[Excerpt provided]

MARCUS DU SAUTOY:'Here in California, beekeeper Steve Godling 'is taking me to see one of the greatest mysteries in nature.'
MARCUS DU SAUTOY:That's one of the wonders of the natural world, it's beautiful.
MARCUS DU SAUTOY:This almost looks man-made, manufactured, I mean it doesn't look like something from the natural world. The precision, the fine straight lines that they've created. 'The bees' honeycomb is a marvel of natural engineering.
MARCUS DU SAUTOY:'It's a place to raise their young and to store their food, 'and it's all made from wax. 'A substance that takes a huge amount of energy for them to produce.
MARCUS DU SAUTOY:'Every cell is identical - six walls, all the same length, 'meeting at exactly 120 degrees. 'The cross-section is a perfect six sided polygon - the hexagon.
MARCUS DU SAUTOY:'With a myriad of natural shapes to choose from, 'why have the bees selected this complex geometric structure?
MARCUS DU SAUTOY:'The answer comes from the bees' need to economise.
MARCUS DU SAUTOY:'The problem they have to solve 'is how to create their comb using as little precious wax as possible.'
MARCUS DU SAUTOY:If they want to produce a network of regular shapes which fit together neatly, then you've really only got three options. You can do equilateral triangles, or you could do squares, or you can do the bees' hexagons.
MARCUS DU SAUTOY:'But why of those three, does the bee choose the hexagons?
MARCUS DU SAUTOY:Well it turns out that the triangles actually use much more wax than any of the other shapes. Squares are a little better, but it's the hexagons which use the least amount of wax. 'It took human mathematicians until 1999 'to prove that the hexagonal array 'was the most efficient possible solution to this problem.
MARCUS DU SAUTOY:'Yet with a little help from evolution, 'the bees worked it out for themselves millions of years ago.
MARCUS DU SAUTOY:'It's easy to see why the hexagon is important to the bees, 'but how on earth do these hard working creatures, 'with a brain smaller than a sesame seed, 'create the shapes with such precision?
MARCUS DU SAUTOY:'For that we need to have a look 'at some of the laziest structures around.'
MARCUS DU SAUTOY:The soap bubble reveals something fundamental about nature. It's lazy. It tries to find the most efficient shape, the one using the least energy and the least amount of space. The sphere is one surface, no corners, infinitely symmetrical.

[/Excerpt provided]
[Supplied data]

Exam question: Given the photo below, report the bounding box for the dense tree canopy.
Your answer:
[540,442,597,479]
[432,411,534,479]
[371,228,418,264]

[/Supplied data]

Problems and tasks.
1. According to the bee transcript, what are the shapes that can form a network of regular shapes that fit together neatly?
2. Quote the bee transcript exactly, starting at the words "MARCUS DU SAUTOY:'It's a" and ending after "the bees' hexagons.".

Exercise results.
1. Equilateral triangles, squares and hexagons.

2.
MARCUS DU SAUTOY:'It's a place to raise their young and to store their food, 'and it's all made from wax. 'A substance that takes a huge amount of energy for them to produce.
MARCUS DU SAUTOY:'Every cell is identical - six walls, all the same length, 'meeting at exactly 120 degrees. 'The cross-section is a perfect six sided polygon - the hexagon.
MARCUS DU SAUTOY:'With a myriad of natural shapes to choose from, 'why have the bees selected this complex geometric structure?
MARCUS DU SAUTOY:'The answer comes from the bees' need to economise.
MARCUS DU SAUTOY:'The problem they have to solve 'is how to create their comb using as little precious wax as possible.'
MARCUS DU SAUTOY:If they want to produce a network of regular shapes which fit together neatly, then you've really only got three options. You can do equilateral triangles, or you could do squares, or you can do the bees' hexagons.